§ TEXTO DE LECTURA
------------------------------------------------------------

Algunos expertos niegan que la ética juegue un papel en la crisis actual. De acuerdo con el modelo antropológico que inspira a la teoría económica dominante, hay una separación absoluta entre ética y economía: aquella trata de los valores, que son subjetivos y no pueden someterse a valoraciones objetivas, a diferencia de la economía que trata de hechos, de modo que la economía se convierte en un ejercicio amoral. O, dicho de otra manera: si el mercado se cuida de la autorregulación de las relaciones económicas, las conductas individuales, que regula la ética, no son relevantes; sean cuales sean esas conductas, el mercado sacará un óptimo social. Si esto es así, la crisis se produjo por la confluencia, más o menos fortuita, de acontecimientos junto con un conjunto de fallos en los mecanismos de control, prevención y defensa, pero no por causas morales.
Esto traslada el problema, de algún modo, al ámbito de la política, que también ha cambiado su posición ante la moral, al menos en las sociedades occidentales. Desde la época de la Modernidad, estas sociedades han configurado un proyecto político orientado hacia fines racionales y universales: libertad, igualdad, desarrollo, bienestar,... Pero los objetivos políticos se han ido cumpliendo, y quedan menos tareas colectivas que llevar a cabo. La racionalización de los medios ha sustituido al ideal de los fines racionales, y los bienes comunes se han visto remplazados por una suma de intereses privados.
Los ciudadanos de los países ricos tienden a atribuir al Estado o al mercado la garantía de sus derechos económicos y sociales (empleo, pensiones, salud, etc.), y renuncian a una parte importante de su autonomía en estos ámbitos, a cambio de la seguridad de su nivel de vida. De este modo, la economía es un mundo técnico, que funciona con sus propias reglas, que no tienen por qué estar orientadas por la ética.
El ciudadano de los países desarrollados es ahora mucho más individualista que en el pasado, y también lo es su ética. Ha muerto el sueño de la sociedad futura justa, pero ha aumentado el número e intensidad de los deseos individuales. Al mismo tiempo, las emociones se convierten en el espacio en que el ciudadano puede ser 'él mismo´, lo que implica dar prioridad al momento, a lo fugaz, a la moda. La respuesta emocional domina sobre el juicio y la reflexión, y eso salda todas las responsabilidades; estas se transfieren a la colectividad y, en última instancia, al Estado, y la vida privada, presuntamente orientada por el sentimiento, la autenticidad y las experiencias, se divorcia de la ética pública.
Claro que, de este modo, la propia ética pública cambia también su sentido, porque esos derechos privados, que el ciudadano reivindica como necesarios e inalienables para su autorrealización, pierden su base ética que, al final, acaba sustentándose en la ley. En el discurso público los valores éticos se desdibujan: se reducen al ámbito privado, hasta el punto de considerar que la democracia exige el relativismo moral, y que la existencia de valores sólidos debe rechazarse como fundamentalismo.
Al propio tiempo, en una sociedad multicultural hay que aceptar la pluralidad de valores y, por tanto, el relativismo cultural y moral. Ahora bien, una ética basada en valores cambiantes y relativos se acaba juzgando sólo por sus resultados. Esto, en la política, lleva al desencanto porque, al tener que dar voz a todos, se crea la sensación de que las reivindicaciones privadas de cada uno no son atendidas. Y los medios de representación tradicionales (sindicatos, partidos) ceden el paso a nuevos movimientos sociales, que son ocasionales, aunque con pretensiones de universalidad.

------------------------------------------------------------

§ REGISTROS ENUMERADOS
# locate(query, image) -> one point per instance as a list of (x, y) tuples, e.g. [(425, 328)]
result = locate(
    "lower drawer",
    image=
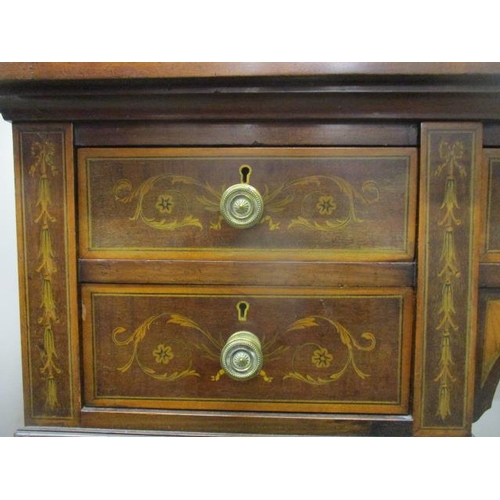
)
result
[(301, 350)]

------------------------------------------------------------

§ TRABAJO REQUERIDO
**A)** Cita el pasaje del texto sobre ética y economía que comienza en "El ciudadano de" y termina en "la ética pública.".
**B)** En el texto sobre ética y economía, ¿qué medios de representación tradicionales ceden el paso a nuevos movimientos sociales?

§ RESULTADOS ESPERADOS
**A)**
El ciudadano de los países desarrollados es ahora mucho más individualista que en el pasado, y también lo es su ética. Ha muerto el sueño de la sociedad futura justa, pero ha aumentado el número e intensidad de los deseos individuales. Al mismo tiempo, las emociones se convierten en el espacio en que el ciudadano puede ser 'él mismo´, lo que implica dar prioridad al momento, a lo fugaz, a la moda. La respuesta emocional domina sobre el juicio y la reflexión, y eso salda todas las responsabilidades; estas se transfieren a la colectividad y, en última instancia, al Estado, y la vida privada, presuntamente orientada por el sentimiento, la autenticidad y las experiencias, se divorcia de la ética pública.

**B)** Los sindicatos y los partidos.